### ACTION ITEM
Write the records out again exactly, leaving no images in.

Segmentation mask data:
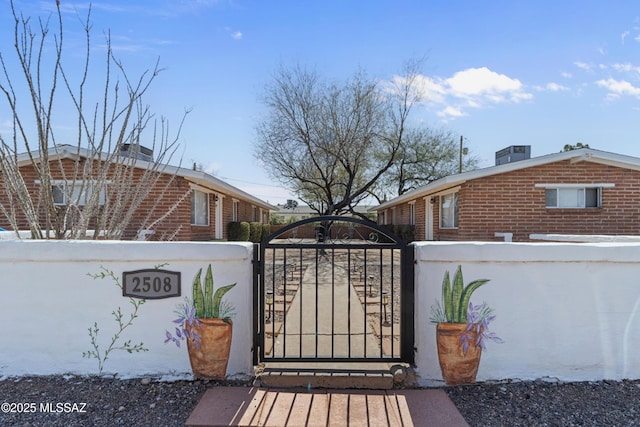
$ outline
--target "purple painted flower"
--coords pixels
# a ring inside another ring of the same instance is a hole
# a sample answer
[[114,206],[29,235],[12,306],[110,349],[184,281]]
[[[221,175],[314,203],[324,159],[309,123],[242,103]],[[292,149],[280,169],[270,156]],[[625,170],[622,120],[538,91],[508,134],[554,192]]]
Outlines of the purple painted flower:
[[[193,329],[193,326],[200,326],[202,322],[196,316],[196,309],[191,304],[188,298],[185,298],[185,302],[178,305],[178,309],[175,310],[178,317],[173,321],[175,327],[175,336],[171,332],[166,331],[165,344],[169,341],[180,347],[180,342],[191,339],[194,341],[196,347],[200,349],[200,335],[198,335]],[[189,332],[191,330],[191,332]]]
[[[473,345],[480,347],[483,350],[486,349],[486,340],[502,343],[502,338],[498,337],[494,332],[489,330],[489,324],[495,320],[496,316],[493,314],[493,309],[486,303],[481,305],[473,305],[469,303],[469,310],[467,311],[467,327],[460,336],[460,344],[462,345],[463,354],[467,353],[469,345],[473,342]],[[475,335],[475,340],[473,339]]]

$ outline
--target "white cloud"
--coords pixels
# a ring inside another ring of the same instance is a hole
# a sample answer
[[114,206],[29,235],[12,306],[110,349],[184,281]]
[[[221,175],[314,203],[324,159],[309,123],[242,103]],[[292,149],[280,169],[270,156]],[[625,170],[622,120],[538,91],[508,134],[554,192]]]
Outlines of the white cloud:
[[587,64],[586,62],[580,62],[580,61],[576,61],[573,63],[576,67],[580,68],[581,70],[584,71],[591,71],[591,65]]
[[620,35],[620,41],[622,42],[622,44],[624,44],[624,39],[626,39],[629,34],[629,31],[625,31]]
[[[396,84],[399,84],[401,83],[401,78],[396,76],[394,81]],[[416,92],[421,98],[424,98],[429,102],[445,102],[447,91],[440,82],[432,79],[431,77],[418,75],[416,76],[414,84]]]
[[534,89],[540,92],[562,92],[569,90],[568,87],[554,82],[547,83],[544,86],[534,86]]
[[[395,76],[396,87],[403,79]],[[533,97],[524,90],[518,79],[491,71],[487,67],[468,68],[448,78],[420,75],[415,81],[416,91],[425,104],[444,105],[440,117],[461,117],[466,109],[482,108],[489,104],[520,102]]]
[[467,113],[462,111],[460,108],[452,107],[452,106],[448,106],[444,110],[439,111],[437,114],[438,116],[445,117],[445,118],[463,117],[468,115]]
[[624,73],[638,73],[640,74],[640,66],[633,64],[613,64],[611,66],[616,71],[624,72]]
[[598,80],[596,84],[609,91],[607,94],[607,98],[609,99],[616,99],[622,96],[635,96],[636,98],[640,98],[640,88],[635,87],[626,80]]
[[611,66],[614,70],[616,71],[631,71],[632,65],[631,64],[613,64]]
[[234,40],[242,40],[242,37],[244,37],[242,31],[233,30],[229,27],[224,27],[224,32]]
[[467,98],[477,96],[497,97],[511,100],[527,98],[522,83],[486,67],[459,71],[446,80],[454,96]]
[[565,79],[573,78],[573,74],[571,74],[571,73],[567,73],[566,71],[563,71],[562,73],[560,73],[560,75],[561,75],[562,77],[564,77]]

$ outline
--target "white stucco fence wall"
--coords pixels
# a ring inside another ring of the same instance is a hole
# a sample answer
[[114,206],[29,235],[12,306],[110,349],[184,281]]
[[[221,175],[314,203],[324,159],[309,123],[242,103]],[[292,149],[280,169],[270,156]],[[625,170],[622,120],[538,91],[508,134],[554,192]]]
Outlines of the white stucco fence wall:
[[416,365],[423,385],[442,384],[431,306],[442,279],[462,265],[465,285],[491,281],[474,304],[495,309],[478,381],[640,378],[640,245],[453,243],[416,247]]
[[[96,374],[88,328],[98,323],[104,351],[116,331],[111,314],[131,312],[129,299],[111,279],[96,279],[101,266],[122,277],[123,271],[162,267],[181,273],[182,297],[147,300],[122,338],[143,342],[148,352],[111,353],[105,374],[119,377],[183,376],[191,372],[185,343],[164,344],[173,331],[176,304],[191,295],[198,269],[212,265],[214,284],[237,282],[225,295],[236,307],[227,373],[252,375],[252,257],[250,243],[1,241],[0,242],[0,378],[48,374]],[[204,277],[203,270],[203,277]],[[121,341],[122,342],[122,341]]]
[[[424,386],[442,384],[431,306],[441,298],[444,272],[462,265],[465,284],[491,281],[472,297],[495,309],[478,381],[557,378],[562,381],[640,378],[640,244],[420,242],[416,250],[416,366]],[[130,311],[128,299],[100,267],[153,268],[182,274],[191,293],[198,269],[211,263],[215,286],[237,282],[226,295],[235,305],[228,374],[250,376],[252,366],[252,257],[249,243],[0,242],[0,378],[96,374],[87,329],[98,323],[100,348],[115,332],[112,311]],[[190,375],[186,348],[164,344],[182,298],[148,300],[123,338],[148,352],[112,353],[105,374],[119,377]]]

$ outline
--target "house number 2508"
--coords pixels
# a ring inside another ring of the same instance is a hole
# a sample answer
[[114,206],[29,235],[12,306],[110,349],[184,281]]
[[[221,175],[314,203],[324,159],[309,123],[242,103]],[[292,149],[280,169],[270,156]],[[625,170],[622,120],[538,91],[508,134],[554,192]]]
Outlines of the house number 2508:
[[[151,281],[153,280],[153,292],[170,292],[171,291],[171,278],[165,277],[161,279],[160,277],[149,277],[144,276],[134,277],[133,278],[133,292],[144,292],[147,293],[151,291]],[[141,285],[142,282],[142,285]]]
[[122,295],[126,297],[160,299],[180,296],[180,272],[177,271],[125,271],[122,283]]

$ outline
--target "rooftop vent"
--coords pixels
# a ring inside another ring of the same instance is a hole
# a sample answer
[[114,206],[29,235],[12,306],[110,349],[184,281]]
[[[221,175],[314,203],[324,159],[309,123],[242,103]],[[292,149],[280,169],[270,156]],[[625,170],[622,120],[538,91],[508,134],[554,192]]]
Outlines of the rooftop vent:
[[512,145],[496,151],[496,166],[531,158],[530,145]]
[[153,161],[153,150],[139,144],[122,144],[120,155],[122,157],[144,160],[145,162]]

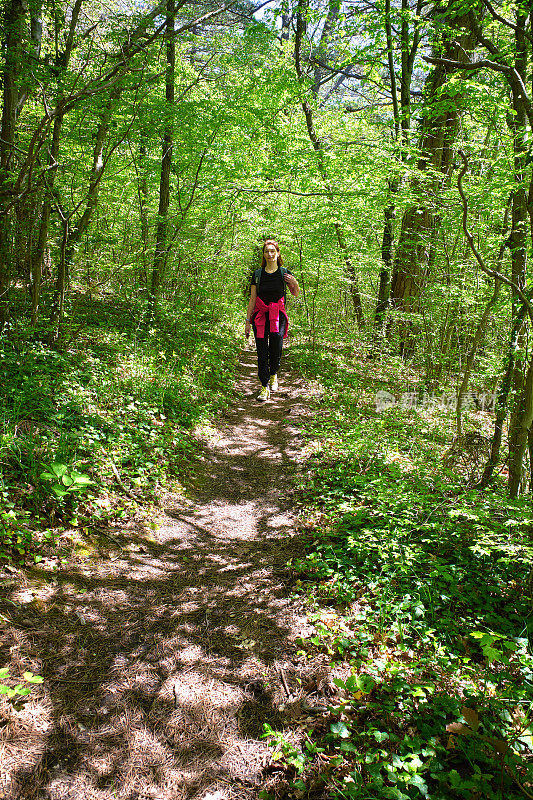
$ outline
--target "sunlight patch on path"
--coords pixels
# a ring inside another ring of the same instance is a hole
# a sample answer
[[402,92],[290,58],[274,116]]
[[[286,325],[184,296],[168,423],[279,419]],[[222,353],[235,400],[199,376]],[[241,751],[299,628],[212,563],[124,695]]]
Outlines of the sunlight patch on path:
[[45,684],[26,706],[30,748],[14,719],[0,728],[6,800],[257,796],[263,723],[279,723],[279,667],[305,624],[286,568],[301,551],[287,468],[303,410],[290,381],[255,403],[253,356],[243,364],[191,500],[155,531],[124,532],[111,557],[65,568],[38,635],[13,634]]

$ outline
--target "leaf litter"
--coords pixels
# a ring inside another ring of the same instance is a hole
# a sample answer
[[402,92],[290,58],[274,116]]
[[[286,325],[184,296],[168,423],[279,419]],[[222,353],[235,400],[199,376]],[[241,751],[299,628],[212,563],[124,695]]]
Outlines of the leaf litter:
[[259,405],[252,353],[241,366],[189,498],[1,586],[0,661],[44,678],[0,698],[2,800],[244,800],[276,780],[264,723],[300,735],[314,669],[298,672],[311,629],[287,568],[305,550],[290,475],[309,412],[290,374]]

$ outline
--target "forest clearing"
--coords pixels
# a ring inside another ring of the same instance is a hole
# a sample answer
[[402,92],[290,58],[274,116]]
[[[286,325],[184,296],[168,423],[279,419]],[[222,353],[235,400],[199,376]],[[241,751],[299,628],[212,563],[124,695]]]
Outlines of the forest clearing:
[[532,19],[3,4],[0,800],[533,797]]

### OUTPUT OF THE TASK
$ outline
--target "purple painted flower"
--coords pixels
# a ring inside another ring of the same instance is a hole
# a sample answer
[[114,206],[29,235],[12,306],[110,349],[184,281]]
[[[221,175],[314,203],[324,159],[309,123],[242,103]],[[292,149],[280,169],[270,156]],[[625,170],[622,120],[538,91],[508,134],[554,192]]]
Outlines of the purple painted flower:
[[[193,329],[193,326],[200,326],[202,322],[196,316],[196,309],[191,304],[188,298],[185,298],[185,302],[178,305],[178,309],[175,310],[178,317],[173,321],[175,327],[175,336],[171,332],[166,331],[165,344],[169,341],[180,347],[180,342],[191,339],[194,341],[196,347],[200,349],[200,335],[198,335]],[[189,332],[191,330],[191,332]]]
[[[473,345],[480,347],[483,350],[486,349],[486,340],[502,343],[502,338],[498,337],[494,332],[489,330],[489,324],[495,320],[496,316],[493,314],[493,309],[486,303],[481,305],[473,305],[469,303],[469,310],[467,311],[467,327],[460,336],[460,344],[462,345],[463,354],[467,353],[469,345],[473,342]],[[475,335],[475,340],[473,339]]]

$ outline
--target "white cloud"
--coords pixels
# a ring inside another ring of the same instance is a hole
# a sample answer
[[114,206],[29,235],[12,306],[110,349],[184,281]]
[[[221,175],[314,203],[324,159],[309,123],[242,103]],[[292,149],[280,169],[270,156]],[[625,170],[622,120],[538,91],[508,134],[554,192]]]
Outlines of the white cloud:
[[587,64],[586,62],[580,62],[580,61],[576,61],[573,63],[576,67],[580,68],[581,70],[584,71],[591,71],[591,65]]
[[620,35],[620,41],[622,42],[622,44],[624,44],[624,39],[626,39],[629,34],[629,31],[625,31]]
[[[396,84],[399,84],[401,83],[401,78],[396,76],[394,81]],[[416,92],[421,98],[424,98],[429,102],[445,102],[447,91],[440,82],[432,79],[431,77],[418,75],[416,76],[414,84]]]
[[534,89],[540,92],[562,92],[569,90],[568,87],[554,82],[547,83],[544,86],[534,86]]
[[[395,76],[396,87],[403,79]],[[533,97],[524,90],[518,79],[491,71],[487,67],[468,68],[448,78],[420,75],[415,81],[416,91],[425,104],[444,105],[440,117],[461,117],[466,109],[482,108],[489,104],[520,102]]]
[[467,113],[462,111],[460,108],[452,107],[452,106],[448,106],[444,110],[439,111],[437,114],[438,116],[445,117],[445,118],[463,117],[468,115]]
[[624,73],[638,73],[640,74],[640,66],[633,64],[613,64],[611,66],[616,71],[624,72]]
[[598,80],[596,84],[609,91],[607,94],[607,98],[609,99],[616,99],[622,96],[635,96],[636,98],[640,98],[640,88],[635,87],[626,80]]
[[611,66],[614,70],[616,71],[631,71],[632,65],[631,64],[613,64]]
[[234,40],[242,40],[242,37],[244,37],[242,31],[233,30],[229,27],[224,27],[224,32]]
[[467,98],[477,96],[497,97],[511,100],[527,98],[522,83],[486,67],[459,71],[446,80],[454,96]]
[[565,79],[573,78],[573,74],[571,74],[571,73],[567,73],[566,71],[563,71],[562,73],[560,73],[560,75],[561,75],[562,77],[564,77]]

$ outline
--target "white stucco fence wall"
--coords pixels
# a ring inside another ring of the same instance is a hole
# a sample answer
[[114,206],[29,235],[12,306],[110,349],[184,281]]
[[[221,175],[314,203],[324,159],[309,123],[242,103]],[[292,149],[280,169],[270,156]],[[625,170],[622,120],[538,91],[508,134],[554,192]]]
Outlines of the white stucco fence wall:
[[416,365],[423,385],[442,384],[431,306],[442,279],[462,265],[465,285],[491,281],[474,304],[495,309],[478,381],[640,378],[640,245],[453,243],[416,247]]
[[[96,374],[88,328],[98,323],[104,351],[116,331],[111,314],[131,312],[129,299],[111,279],[96,279],[101,266],[122,277],[123,271],[162,267],[181,273],[182,297],[147,300],[122,338],[143,342],[148,352],[111,353],[105,374],[119,377],[183,376],[191,372],[185,343],[164,344],[173,331],[176,304],[191,295],[198,269],[212,265],[214,284],[237,282],[225,295],[236,307],[227,373],[252,375],[252,257],[250,243],[1,241],[0,242],[0,378],[48,374]],[[204,277],[203,270],[203,277]],[[121,341],[122,342],[122,341]]]
[[[424,386],[442,384],[431,306],[441,298],[444,272],[462,265],[465,284],[491,281],[472,297],[495,309],[478,381],[557,378],[562,381],[640,378],[640,244],[420,242],[416,250],[416,366]],[[130,311],[128,299],[100,267],[153,268],[182,274],[191,293],[198,269],[211,263],[215,286],[237,282],[226,295],[235,305],[228,374],[250,376],[252,366],[252,257],[249,243],[0,242],[0,378],[96,374],[87,329],[98,323],[100,348],[115,332],[112,311]],[[190,375],[186,348],[164,344],[182,298],[148,300],[123,338],[148,352],[112,353],[105,374],[119,377]]]

$ outline
--target "house number 2508"
--coords pixels
# a ring inside another ring of the same instance is a hole
# a sample answer
[[114,206],[29,235],[12,306],[110,349],[184,281]]
[[[221,175],[314,203],[324,159],[309,123],[242,103]],[[292,149],[280,169],[270,156]],[[625,170],[622,120],[538,91],[508,134],[554,192]]]
Outlines of the house number 2508:
[[[151,281],[153,280],[153,292],[170,292],[171,291],[171,278],[165,277],[161,279],[160,277],[149,277],[144,276],[134,277],[133,278],[133,292],[144,292],[147,293],[151,291]],[[141,285],[142,282],[142,285]]]
[[122,295],[126,297],[160,299],[180,296],[180,272],[177,271],[125,271],[122,283]]

$ outline
--target "rooftop vent"
--coords pixels
# a ring inside another ring of the same instance is a hole
# a sample answer
[[114,206],[29,235],[12,306],[110,349],[184,281]]
[[[221,175],[314,203],[324,159],[309,123],[242,103]],[[292,149],[280,169],[270,156]],[[625,170],[622,120],[538,91],[508,134],[554,192]]]
Outlines of the rooftop vent:
[[512,145],[496,151],[496,166],[531,158],[530,145]]
[[153,161],[153,150],[139,144],[122,144],[120,155],[122,157],[144,160],[145,162]]

$ outline
--target "sunlight patch on path"
--coords pixels
# a ring inside another ring of the same instance is a hole
# a sample answer
[[402,92],[290,58],[274,116]]
[[[286,325],[184,296],[168,423],[279,419]],[[222,353],[235,400],[199,376]],[[241,751],[299,628],[212,563],[124,695]]]
Outlines of the sunlight patch on path:
[[45,684],[26,706],[30,748],[14,719],[0,728],[6,800],[257,796],[263,723],[279,723],[279,667],[305,624],[286,568],[301,551],[287,468],[303,410],[290,381],[255,403],[253,356],[243,364],[191,500],[155,531],[124,532],[111,557],[65,568],[38,635],[13,634]]

$ outline
--target "leaf litter"
--coords pixels
# a ring inside another ring of the same instance is a hole
# a sample answer
[[402,92],[290,58],[274,116]]
[[[286,325],[184,296],[168,423],[279,419]],[[222,353],[235,400],[199,376]],[[241,751],[299,628],[212,563],[124,695]]]
Outlines of the leaf litter:
[[259,405],[252,353],[241,366],[189,498],[1,586],[0,661],[44,678],[0,698],[2,800],[244,800],[276,780],[264,723],[300,735],[314,669],[298,672],[311,629],[287,568],[305,550],[290,475],[309,412],[290,374]]

$ outline
--target "forest clearing"
--coords pixels
# a ring inside another ring of the same instance is a hole
# a sample answer
[[402,92],[290,58],[274,116]]
[[[286,325],[184,296],[168,423],[279,419]],[[222,353],[235,400],[199,376]],[[241,751],[299,628],[212,563],[124,695]]]
Outlines of the forest clearing:
[[532,19],[3,4],[0,800],[533,797]]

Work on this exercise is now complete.